*Supplied text*:
--*--
I want to apply comparison operator to Pandas DataFrame. In case the source data value is missing then my result bool table should contain missing values as well. My code:
>>> pd.__version__
'2.1.1'
>>> df = pd.DataFrame([[1.2, 2.2, np.nan], [1.1, np.nan, 3.3]], columns=['A', 'B', 'C'])
>>> res = df.gt(1.0)
>>> res
res
A B C
0 True True False
1 True False True
Attempt to assign NaN value to original missing positions yields FutureWarning
>>> res[df.isna()]=pd.NA
FutureWarning: Setting an item of incompatible dtype is deprecated and will raise in a future error of pandas. Value 'nan' has dtype incompatible with bool, please explicitly cast to a compatible dtype first.
--*--
*Provided data*:
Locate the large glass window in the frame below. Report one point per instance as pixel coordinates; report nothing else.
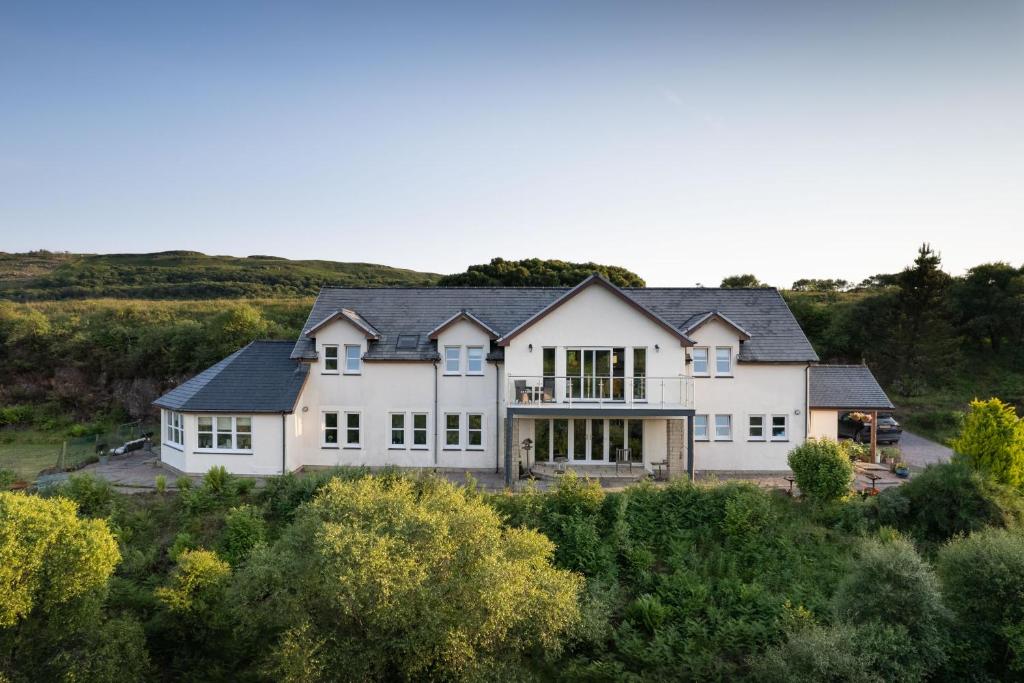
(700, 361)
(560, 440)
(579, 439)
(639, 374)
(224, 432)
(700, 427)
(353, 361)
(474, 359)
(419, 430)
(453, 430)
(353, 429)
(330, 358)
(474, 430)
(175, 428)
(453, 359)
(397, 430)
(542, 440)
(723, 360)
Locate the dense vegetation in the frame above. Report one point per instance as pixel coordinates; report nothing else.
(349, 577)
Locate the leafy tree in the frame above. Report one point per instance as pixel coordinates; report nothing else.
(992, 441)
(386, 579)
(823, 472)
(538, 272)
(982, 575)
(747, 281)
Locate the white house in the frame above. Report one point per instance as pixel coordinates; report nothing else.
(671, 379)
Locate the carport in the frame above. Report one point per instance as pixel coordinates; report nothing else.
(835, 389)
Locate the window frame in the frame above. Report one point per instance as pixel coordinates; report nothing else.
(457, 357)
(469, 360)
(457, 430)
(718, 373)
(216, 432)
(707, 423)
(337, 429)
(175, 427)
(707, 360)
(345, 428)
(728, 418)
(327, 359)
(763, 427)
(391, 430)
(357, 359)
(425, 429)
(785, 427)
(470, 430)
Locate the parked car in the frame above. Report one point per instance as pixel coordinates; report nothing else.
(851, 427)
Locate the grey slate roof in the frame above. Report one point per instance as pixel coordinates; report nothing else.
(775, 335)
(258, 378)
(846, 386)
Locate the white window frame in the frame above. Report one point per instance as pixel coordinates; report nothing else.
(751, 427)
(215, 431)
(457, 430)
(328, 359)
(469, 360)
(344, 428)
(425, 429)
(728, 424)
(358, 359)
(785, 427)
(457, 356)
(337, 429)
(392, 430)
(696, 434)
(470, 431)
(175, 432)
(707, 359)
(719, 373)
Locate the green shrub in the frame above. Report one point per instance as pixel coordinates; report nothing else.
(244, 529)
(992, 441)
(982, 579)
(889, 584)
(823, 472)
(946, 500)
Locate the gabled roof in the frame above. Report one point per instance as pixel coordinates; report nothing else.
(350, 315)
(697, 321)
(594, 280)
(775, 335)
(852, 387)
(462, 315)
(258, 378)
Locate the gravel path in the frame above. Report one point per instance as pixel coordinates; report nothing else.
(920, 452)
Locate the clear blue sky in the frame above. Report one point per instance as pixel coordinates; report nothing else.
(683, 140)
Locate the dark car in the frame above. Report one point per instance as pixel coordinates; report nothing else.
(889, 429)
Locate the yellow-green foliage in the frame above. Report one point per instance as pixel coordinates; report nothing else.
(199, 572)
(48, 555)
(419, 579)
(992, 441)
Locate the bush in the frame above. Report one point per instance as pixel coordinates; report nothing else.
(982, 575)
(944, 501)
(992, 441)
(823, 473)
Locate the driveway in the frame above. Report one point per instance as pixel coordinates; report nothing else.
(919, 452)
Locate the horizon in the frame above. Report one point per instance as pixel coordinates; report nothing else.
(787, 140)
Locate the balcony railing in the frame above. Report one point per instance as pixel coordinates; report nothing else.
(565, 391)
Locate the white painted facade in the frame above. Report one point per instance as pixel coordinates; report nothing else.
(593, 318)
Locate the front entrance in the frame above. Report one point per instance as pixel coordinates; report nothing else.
--*--
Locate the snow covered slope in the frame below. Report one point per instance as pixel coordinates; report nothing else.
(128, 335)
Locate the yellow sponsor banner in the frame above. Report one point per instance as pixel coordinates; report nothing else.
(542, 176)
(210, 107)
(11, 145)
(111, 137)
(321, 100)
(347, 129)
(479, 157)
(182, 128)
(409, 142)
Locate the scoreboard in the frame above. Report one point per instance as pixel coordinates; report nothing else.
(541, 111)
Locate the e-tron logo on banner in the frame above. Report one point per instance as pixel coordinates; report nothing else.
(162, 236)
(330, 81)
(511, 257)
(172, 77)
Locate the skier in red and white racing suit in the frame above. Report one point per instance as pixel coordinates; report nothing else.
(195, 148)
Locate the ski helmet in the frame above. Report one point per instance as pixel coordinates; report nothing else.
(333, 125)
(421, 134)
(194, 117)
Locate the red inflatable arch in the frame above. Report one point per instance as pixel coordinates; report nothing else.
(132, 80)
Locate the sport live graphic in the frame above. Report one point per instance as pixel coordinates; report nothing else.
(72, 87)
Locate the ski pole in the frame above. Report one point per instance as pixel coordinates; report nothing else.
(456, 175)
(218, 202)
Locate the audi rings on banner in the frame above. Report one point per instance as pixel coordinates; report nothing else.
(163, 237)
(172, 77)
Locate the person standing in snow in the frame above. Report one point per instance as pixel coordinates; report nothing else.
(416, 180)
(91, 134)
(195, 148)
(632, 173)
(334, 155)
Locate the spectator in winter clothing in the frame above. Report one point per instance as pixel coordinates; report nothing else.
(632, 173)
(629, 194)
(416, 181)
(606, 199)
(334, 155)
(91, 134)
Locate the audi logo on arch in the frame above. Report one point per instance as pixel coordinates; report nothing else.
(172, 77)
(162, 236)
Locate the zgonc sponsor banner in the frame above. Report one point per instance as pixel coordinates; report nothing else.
--*--
*What the exercise asks*: Extend the pandas comparison question past its final line. The rows play no part in what follows.

*Written response*:
How to get the results correctly without warning?
Note: this question is unrelated as it does not solve entering of missing values.
I think problem is combinations boolean
with missing values, so convert mask to Nullable Boolean:
res = df.gt(1.0).astype('boolean')
res[df.isna()]=pd.NA
print (res)
A B C
0 True True <NA>
1 True <NA> True
res = df.gt(1.0).astype('boolean').mask(df.isna())
print (res)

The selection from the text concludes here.